| 抜粋 |
2/17(土) うなれ!!ドラゴン騎士団

 ハンガリーの人口は997万人。一方で、あるヨーロッパの新聞記事によると(*1)、ハンガリーを離れて生きている人の人数は70万人。これは全体の約7パーセントである(この数は近隣諸国に住むハンガリー系の200万人を含まない)。この驚異的な割合を日本に適用すると、約840万人の日本人が国外に移住して働き、国外で生活しているという計算になる。凄まじい流出だ。政府は国外のハンガリーの人々が「ホーム」に帰ってくるようなキャンペーンをしているが、ほとんどの人は故郷へ帰るつもりはない。政治的にこんなキャンペーンはジョークに過ぎないということである。同記事は流出の原因は政治が反リベラリズムに向かっているせいだと言う。僕もそうだと思う。「岡目八目」のように、国を離れた人の方が物事をよく見えているかもしれない。

 以下にここ数日間で調べたことやあった出来事を書く。新しく知ったことが多過ぎて、まとまったストーリーにはできなかった。

| 課題の指示 |
抜粋の中から、「2/17(土) うなれ!!ドラゴン騎士団」を含む語句で始まり「よく見えているかもしれない。」の直後で終わる部分を、一字も変えずに出力せよ。

| 与えられた記録 |
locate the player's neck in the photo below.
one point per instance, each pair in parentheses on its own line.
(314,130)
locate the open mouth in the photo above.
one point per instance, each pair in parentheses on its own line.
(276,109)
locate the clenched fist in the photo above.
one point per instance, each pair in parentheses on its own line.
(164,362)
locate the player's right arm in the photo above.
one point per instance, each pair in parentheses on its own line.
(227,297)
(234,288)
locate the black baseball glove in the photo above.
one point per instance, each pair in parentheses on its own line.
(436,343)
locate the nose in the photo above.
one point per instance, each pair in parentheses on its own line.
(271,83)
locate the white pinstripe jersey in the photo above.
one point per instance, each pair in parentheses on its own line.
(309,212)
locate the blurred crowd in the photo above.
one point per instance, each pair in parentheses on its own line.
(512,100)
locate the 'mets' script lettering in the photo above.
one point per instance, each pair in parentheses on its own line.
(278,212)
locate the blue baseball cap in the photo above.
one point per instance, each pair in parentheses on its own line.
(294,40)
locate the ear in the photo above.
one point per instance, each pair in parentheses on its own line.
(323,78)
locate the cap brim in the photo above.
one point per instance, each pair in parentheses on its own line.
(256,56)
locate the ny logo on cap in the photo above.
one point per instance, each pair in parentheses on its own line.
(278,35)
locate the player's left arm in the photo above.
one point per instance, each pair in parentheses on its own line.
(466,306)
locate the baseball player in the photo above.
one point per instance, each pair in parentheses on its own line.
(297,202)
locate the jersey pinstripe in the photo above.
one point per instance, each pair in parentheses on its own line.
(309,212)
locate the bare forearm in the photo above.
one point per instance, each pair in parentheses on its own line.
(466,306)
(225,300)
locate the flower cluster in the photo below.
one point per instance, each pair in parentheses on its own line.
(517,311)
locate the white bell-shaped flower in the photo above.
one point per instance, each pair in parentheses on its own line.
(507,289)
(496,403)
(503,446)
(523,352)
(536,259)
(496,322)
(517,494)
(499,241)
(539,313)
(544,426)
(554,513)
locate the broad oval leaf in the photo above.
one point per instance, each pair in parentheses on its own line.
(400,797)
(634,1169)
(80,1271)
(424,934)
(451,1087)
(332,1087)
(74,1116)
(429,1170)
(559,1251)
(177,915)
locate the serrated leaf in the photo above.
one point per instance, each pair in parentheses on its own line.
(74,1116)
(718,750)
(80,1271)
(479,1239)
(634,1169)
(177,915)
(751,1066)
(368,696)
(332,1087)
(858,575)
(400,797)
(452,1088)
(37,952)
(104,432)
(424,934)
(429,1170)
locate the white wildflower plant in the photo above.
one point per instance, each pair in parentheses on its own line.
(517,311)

---

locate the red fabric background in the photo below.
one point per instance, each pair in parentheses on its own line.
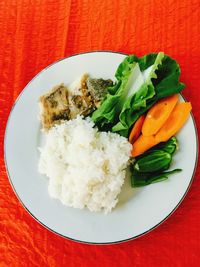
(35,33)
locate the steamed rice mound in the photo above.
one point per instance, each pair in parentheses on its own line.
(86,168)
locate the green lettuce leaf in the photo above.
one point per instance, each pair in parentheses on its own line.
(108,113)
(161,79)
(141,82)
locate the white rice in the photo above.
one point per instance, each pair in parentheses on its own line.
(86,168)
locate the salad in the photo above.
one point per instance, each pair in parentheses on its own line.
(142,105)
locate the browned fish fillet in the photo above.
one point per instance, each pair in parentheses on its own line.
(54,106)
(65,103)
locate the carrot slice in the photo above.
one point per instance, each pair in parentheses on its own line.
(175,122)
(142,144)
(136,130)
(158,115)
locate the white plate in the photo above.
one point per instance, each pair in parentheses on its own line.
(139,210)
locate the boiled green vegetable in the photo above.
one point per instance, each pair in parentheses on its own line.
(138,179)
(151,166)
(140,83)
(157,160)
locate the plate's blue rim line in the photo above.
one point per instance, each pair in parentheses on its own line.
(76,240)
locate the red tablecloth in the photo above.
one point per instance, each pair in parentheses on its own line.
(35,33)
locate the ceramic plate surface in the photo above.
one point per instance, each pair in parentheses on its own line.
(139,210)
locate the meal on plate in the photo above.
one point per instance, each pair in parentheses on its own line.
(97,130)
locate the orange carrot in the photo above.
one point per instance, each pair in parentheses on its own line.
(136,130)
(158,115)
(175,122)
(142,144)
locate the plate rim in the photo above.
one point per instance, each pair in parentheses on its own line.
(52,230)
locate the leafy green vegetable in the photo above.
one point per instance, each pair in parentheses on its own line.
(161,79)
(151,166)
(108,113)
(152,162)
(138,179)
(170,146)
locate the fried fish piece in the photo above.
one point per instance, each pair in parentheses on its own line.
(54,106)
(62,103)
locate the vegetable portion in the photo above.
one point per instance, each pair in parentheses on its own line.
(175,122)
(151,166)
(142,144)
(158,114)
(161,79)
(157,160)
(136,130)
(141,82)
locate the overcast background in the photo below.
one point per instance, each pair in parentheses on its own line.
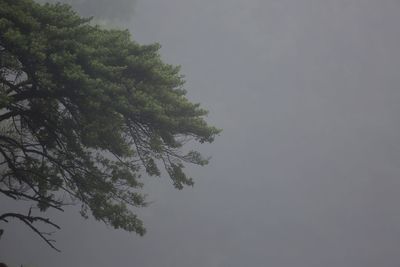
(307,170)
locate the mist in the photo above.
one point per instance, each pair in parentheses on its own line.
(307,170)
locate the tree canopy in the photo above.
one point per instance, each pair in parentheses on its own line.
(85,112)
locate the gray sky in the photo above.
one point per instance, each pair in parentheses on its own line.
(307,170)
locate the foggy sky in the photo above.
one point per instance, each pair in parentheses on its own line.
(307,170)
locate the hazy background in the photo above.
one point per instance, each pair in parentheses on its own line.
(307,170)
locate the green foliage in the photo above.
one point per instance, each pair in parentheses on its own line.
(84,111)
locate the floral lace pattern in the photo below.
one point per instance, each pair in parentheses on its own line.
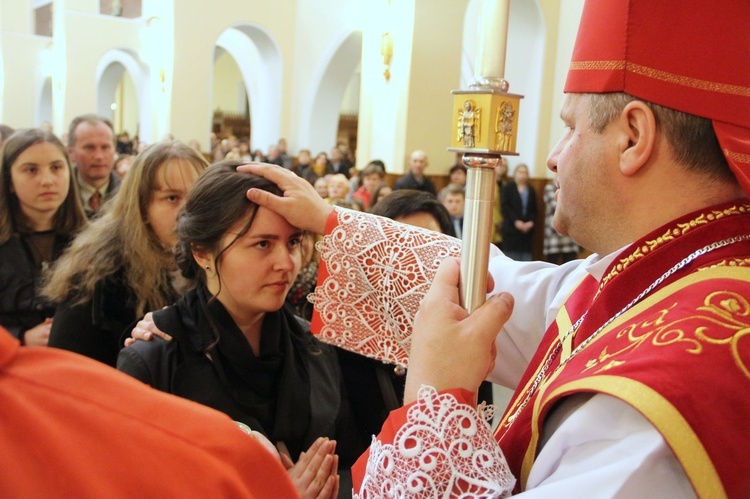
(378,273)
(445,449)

| 課題の出力 |
2/17(土) うなれ!!ドラゴン騎士団

 ハンガリーの人口は997万人。一方で、あるヨーロッパの新聞記事によると(*1)、ハンガリーを離れて生きている人の人数は70万人。これは全体の約7パーセントである(この数は近隣諸国に住むハンガリー系の200万人を含まない)。この驚異的な割合を日本に適用すると、約840万人の日本人が国外に移住して働き、国外で生活しているという計算になる。凄まじい流出だ。政府は国外のハンガリーの人々が「ホーム」に帰ってくるようなキャンペーンをしているが、ほとんどの人は故郷へ帰るつもりはない。政治的にこんなキャンペーンはジョークに過ぎないということである。同記事は流出の原因は政治が反リベラリズムに向かっているせいだと言う。僕もそうだと思う。「岡目八目」のように、国を離れた人の方が物事をよく見えているかもしれない。